*WHAT TO DO*.
Treat the line containing "Reviewer note: every instance of the upholstered" as the first line of the answer and the last line of the data as its final line, reproducing every line between exactly.

[Start of Attachment]

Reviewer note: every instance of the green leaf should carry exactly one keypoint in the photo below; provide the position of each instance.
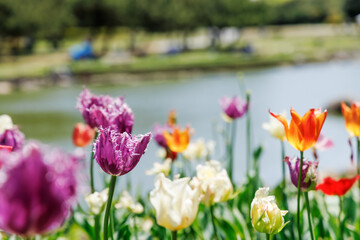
(227, 229)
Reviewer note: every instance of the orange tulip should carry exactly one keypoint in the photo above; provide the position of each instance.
(303, 132)
(178, 140)
(82, 135)
(352, 118)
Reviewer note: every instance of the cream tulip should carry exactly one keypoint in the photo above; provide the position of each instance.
(176, 202)
(126, 201)
(214, 182)
(275, 128)
(96, 201)
(266, 217)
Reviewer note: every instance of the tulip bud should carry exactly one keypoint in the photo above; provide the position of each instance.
(126, 201)
(308, 176)
(176, 202)
(275, 128)
(233, 107)
(266, 217)
(164, 168)
(214, 182)
(96, 201)
(82, 135)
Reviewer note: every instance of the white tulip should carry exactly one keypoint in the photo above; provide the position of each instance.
(97, 201)
(275, 128)
(214, 182)
(266, 217)
(5, 123)
(176, 202)
(198, 149)
(126, 201)
(165, 168)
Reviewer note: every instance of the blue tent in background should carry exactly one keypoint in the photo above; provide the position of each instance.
(83, 50)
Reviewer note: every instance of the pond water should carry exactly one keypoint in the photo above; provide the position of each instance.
(50, 114)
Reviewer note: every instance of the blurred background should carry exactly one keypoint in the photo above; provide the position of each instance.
(183, 55)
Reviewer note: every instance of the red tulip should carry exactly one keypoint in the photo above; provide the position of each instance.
(82, 135)
(337, 187)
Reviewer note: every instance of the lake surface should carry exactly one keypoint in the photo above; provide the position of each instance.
(50, 114)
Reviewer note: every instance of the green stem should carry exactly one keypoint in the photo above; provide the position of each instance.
(173, 235)
(248, 145)
(358, 155)
(299, 194)
(213, 221)
(283, 164)
(340, 222)
(92, 173)
(111, 226)
(135, 228)
(97, 226)
(92, 185)
(309, 216)
(108, 206)
(231, 151)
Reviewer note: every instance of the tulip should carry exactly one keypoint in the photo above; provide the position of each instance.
(127, 202)
(12, 137)
(303, 132)
(178, 140)
(118, 153)
(233, 107)
(5, 123)
(172, 119)
(309, 173)
(7, 148)
(352, 118)
(323, 143)
(337, 187)
(164, 168)
(39, 190)
(97, 201)
(176, 203)
(198, 149)
(275, 128)
(105, 111)
(214, 182)
(266, 217)
(82, 135)
(158, 132)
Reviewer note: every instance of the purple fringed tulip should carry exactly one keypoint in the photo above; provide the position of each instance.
(233, 107)
(39, 188)
(118, 153)
(12, 137)
(105, 111)
(308, 176)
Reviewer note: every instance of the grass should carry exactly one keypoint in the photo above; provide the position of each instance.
(276, 46)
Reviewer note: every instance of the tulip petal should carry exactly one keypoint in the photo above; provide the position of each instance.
(282, 119)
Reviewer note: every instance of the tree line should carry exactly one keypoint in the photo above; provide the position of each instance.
(46, 19)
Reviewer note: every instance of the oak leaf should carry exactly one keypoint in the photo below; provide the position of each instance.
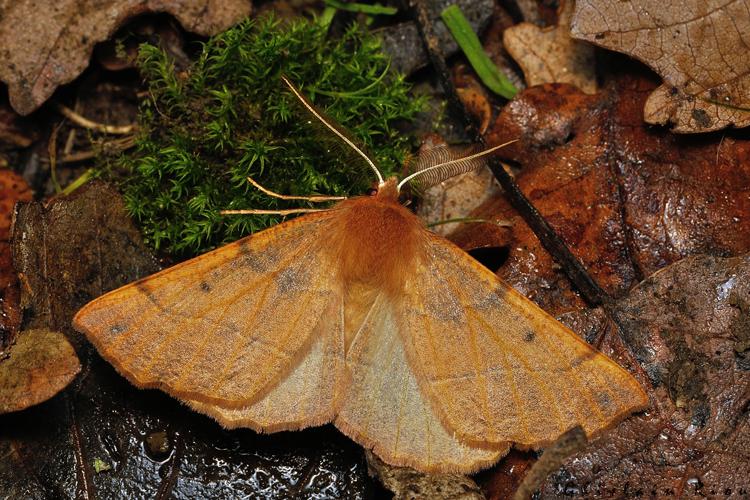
(700, 49)
(46, 43)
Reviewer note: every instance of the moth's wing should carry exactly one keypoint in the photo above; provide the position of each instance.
(307, 396)
(496, 367)
(384, 408)
(225, 327)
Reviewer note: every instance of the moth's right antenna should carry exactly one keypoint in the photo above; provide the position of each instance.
(309, 106)
(440, 163)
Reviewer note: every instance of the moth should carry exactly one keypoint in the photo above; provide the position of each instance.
(360, 316)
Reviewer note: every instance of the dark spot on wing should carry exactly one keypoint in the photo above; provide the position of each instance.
(604, 399)
(291, 280)
(116, 329)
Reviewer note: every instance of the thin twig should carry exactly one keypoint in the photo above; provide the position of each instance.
(92, 125)
(589, 289)
(120, 144)
(312, 199)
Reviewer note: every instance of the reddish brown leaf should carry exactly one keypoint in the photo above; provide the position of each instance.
(699, 48)
(59, 247)
(41, 364)
(44, 44)
(688, 328)
(627, 198)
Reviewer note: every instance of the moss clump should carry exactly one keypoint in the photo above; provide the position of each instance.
(228, 116)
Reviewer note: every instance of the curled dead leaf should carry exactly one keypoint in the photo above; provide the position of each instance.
(44, 44)
(698, 48)
(41, 364)
(549, 55)
(683, 324)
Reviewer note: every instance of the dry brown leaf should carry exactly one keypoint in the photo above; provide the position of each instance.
(549, 55)
(628, 198)
(58, 247)
(700, 49)
(41, 364)
(687, 326)
(46, 43)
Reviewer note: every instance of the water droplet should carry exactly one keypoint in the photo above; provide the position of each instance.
(158, 445)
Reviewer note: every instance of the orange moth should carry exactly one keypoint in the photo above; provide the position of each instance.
(360, 316)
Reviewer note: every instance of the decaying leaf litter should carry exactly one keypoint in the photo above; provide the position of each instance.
(638, 183)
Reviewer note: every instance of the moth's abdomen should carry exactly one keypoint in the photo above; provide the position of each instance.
(376, 242)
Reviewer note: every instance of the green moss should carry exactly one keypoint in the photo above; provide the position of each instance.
(204, 130)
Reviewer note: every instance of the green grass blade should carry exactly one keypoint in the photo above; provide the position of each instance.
(364, 8)
(469, 42)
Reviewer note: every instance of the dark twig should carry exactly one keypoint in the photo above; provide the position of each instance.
(589, 289)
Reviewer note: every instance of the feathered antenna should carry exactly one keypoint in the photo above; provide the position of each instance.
(440, 163)
(332, 127)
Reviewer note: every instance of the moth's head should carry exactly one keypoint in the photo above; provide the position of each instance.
(385, 191)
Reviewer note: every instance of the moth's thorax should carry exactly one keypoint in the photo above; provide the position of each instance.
(376, 240)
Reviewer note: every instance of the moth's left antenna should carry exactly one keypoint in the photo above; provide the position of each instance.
(333, 128)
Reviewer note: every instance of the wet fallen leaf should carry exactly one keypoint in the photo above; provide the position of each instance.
(90, 261)
(628, 198)
(550, 55)
(551, 460)
(41, 364)
(566, 175)
(12, 189)
(698, 48)
(684, 325)
(409, 484)
(156, 447)
(44, 44)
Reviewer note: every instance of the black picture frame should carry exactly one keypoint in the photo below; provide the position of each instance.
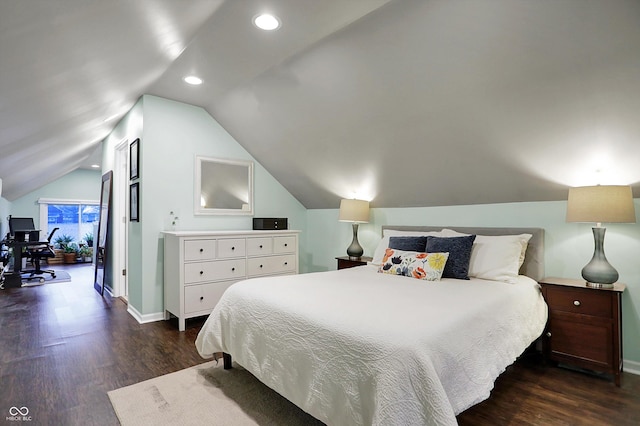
(134, 159)
(134, 202)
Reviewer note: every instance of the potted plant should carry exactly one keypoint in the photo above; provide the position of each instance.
(70, 253)
(59, 245)
(86, 253)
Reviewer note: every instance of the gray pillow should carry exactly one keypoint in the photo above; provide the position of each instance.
(459, 249)
(408, 243)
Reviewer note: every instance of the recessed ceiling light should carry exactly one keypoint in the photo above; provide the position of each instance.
(111, 117)
(193, 80)
(266, 22)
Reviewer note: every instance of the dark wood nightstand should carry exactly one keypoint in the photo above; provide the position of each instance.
(345, 262)
(585, 325)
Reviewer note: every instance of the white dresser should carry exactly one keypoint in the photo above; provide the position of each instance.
(200, 265)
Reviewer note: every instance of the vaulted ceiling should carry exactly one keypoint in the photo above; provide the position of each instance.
(407, 102)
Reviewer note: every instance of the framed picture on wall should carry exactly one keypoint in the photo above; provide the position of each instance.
(134, 159)
(134, 206)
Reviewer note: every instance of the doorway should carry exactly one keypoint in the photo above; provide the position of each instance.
(120, 224)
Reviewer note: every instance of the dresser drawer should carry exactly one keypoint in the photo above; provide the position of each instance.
(199, 250)
(587, 302)
(203, 297)
(284, 245)
(271, 265)
(235, 247)
(259, 246)
(199, 272)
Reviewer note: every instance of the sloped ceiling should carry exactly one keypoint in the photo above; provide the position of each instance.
(406, 103)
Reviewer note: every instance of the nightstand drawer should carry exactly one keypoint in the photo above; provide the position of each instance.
(586, 302)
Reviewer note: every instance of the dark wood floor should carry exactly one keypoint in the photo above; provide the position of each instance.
(63, 347)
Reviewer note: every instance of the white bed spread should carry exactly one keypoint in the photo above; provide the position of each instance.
(355, 347)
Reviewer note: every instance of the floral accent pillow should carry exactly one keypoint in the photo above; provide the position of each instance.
(423, 266)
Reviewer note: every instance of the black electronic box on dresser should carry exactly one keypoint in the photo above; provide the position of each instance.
(585, 325)
(345, 262)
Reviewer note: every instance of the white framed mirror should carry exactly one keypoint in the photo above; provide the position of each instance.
(223, 186)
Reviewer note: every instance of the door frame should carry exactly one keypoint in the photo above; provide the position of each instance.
(120, 224)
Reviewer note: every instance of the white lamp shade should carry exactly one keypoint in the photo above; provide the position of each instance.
(601, 204)
(354, 211)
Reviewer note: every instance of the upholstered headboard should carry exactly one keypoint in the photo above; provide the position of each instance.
(533, 265)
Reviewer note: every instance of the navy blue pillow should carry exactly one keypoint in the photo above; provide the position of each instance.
(408, 243)
(459, 249)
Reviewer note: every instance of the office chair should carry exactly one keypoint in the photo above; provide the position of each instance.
(36, 254)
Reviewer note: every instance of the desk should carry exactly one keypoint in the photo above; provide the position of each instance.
(18, 247)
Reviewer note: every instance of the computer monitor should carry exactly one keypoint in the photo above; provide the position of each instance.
(20, 224)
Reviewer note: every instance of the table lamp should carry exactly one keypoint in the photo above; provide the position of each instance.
(356, 211)
(602, 203)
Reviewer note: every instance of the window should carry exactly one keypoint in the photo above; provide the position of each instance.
(76, 218)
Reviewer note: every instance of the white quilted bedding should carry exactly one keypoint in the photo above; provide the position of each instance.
(355, 347)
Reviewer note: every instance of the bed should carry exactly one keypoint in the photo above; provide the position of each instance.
(360, 347)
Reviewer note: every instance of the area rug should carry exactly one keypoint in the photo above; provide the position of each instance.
(61, 277)
(205, 395)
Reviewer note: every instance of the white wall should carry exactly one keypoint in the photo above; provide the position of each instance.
(568, 246)
(172, 134)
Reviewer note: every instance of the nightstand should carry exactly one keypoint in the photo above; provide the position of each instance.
(345, 262)
(585, 325)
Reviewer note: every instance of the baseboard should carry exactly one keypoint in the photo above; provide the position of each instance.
(632, 367)
(146, 318)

[End of Attachment]

*OUTPUT FOR THIS EXERCISE*.
Reviewer note: every instance of the upholstered headboard should carry exactly one keypoint in the photo above; provide the position of each instance.
(533, 265)
Reviewer note: every instance of the navy blue pillow should carry exactly one keypoint in the photo above; provide the position of each instance.
(408, 243)
(459, 249)
Reviewer note: every instance of the office chair should carry exactly one keypoint in the photo above; provide the position of each instance.
(36, 254)
Reviewer note: every instance of the desk should carry exactly one keypoint in the photo above; provide the position of each instance.
(18, 247)
Reviewer note: every instance of the computer monitor should carry exactly one keypoint in the photo above; provide the position of each instance.
(20, 224)
Reviewer note: every instance of the table lamp should carry exactly one keypoint in the photo above; provide the position of each instance.
(356, 211)
(602, 203)
Reviewer note: every instance of the window should carry exactly one keypoint in the photo above; provide the position of each instance.
(76, 218)
Reviewer note: every instance of the white quilted bedding should carry exactly one keypoint in the photo above; provide the position of each instance.
(355, 347)
Reviewer note: every instance of the bed should carry exactly one keypoint in the photo above; provide the position of each instance.
(360, 347)
Reviewer note: every instance of the area rug should carry exactly one keypoint in the photo above; provide the position of each instance.
(61, 277)
(205, 395)
Reviewer note: every instance of the white wall should carry exactly one keypoint in the photo above; provide the position of each instance.
(568, 246)
(172, 134)
Reviewer note: every instance of the nightstand should carry exactly one keypoint in the photo above; provide the position of each instance.
(345, 262)
(585, 325)
Reviewer note: every instance of the baseboard should carry exactly one keypoint in the photo above; provide the position of each instance.
(632, 367)
(146, 318)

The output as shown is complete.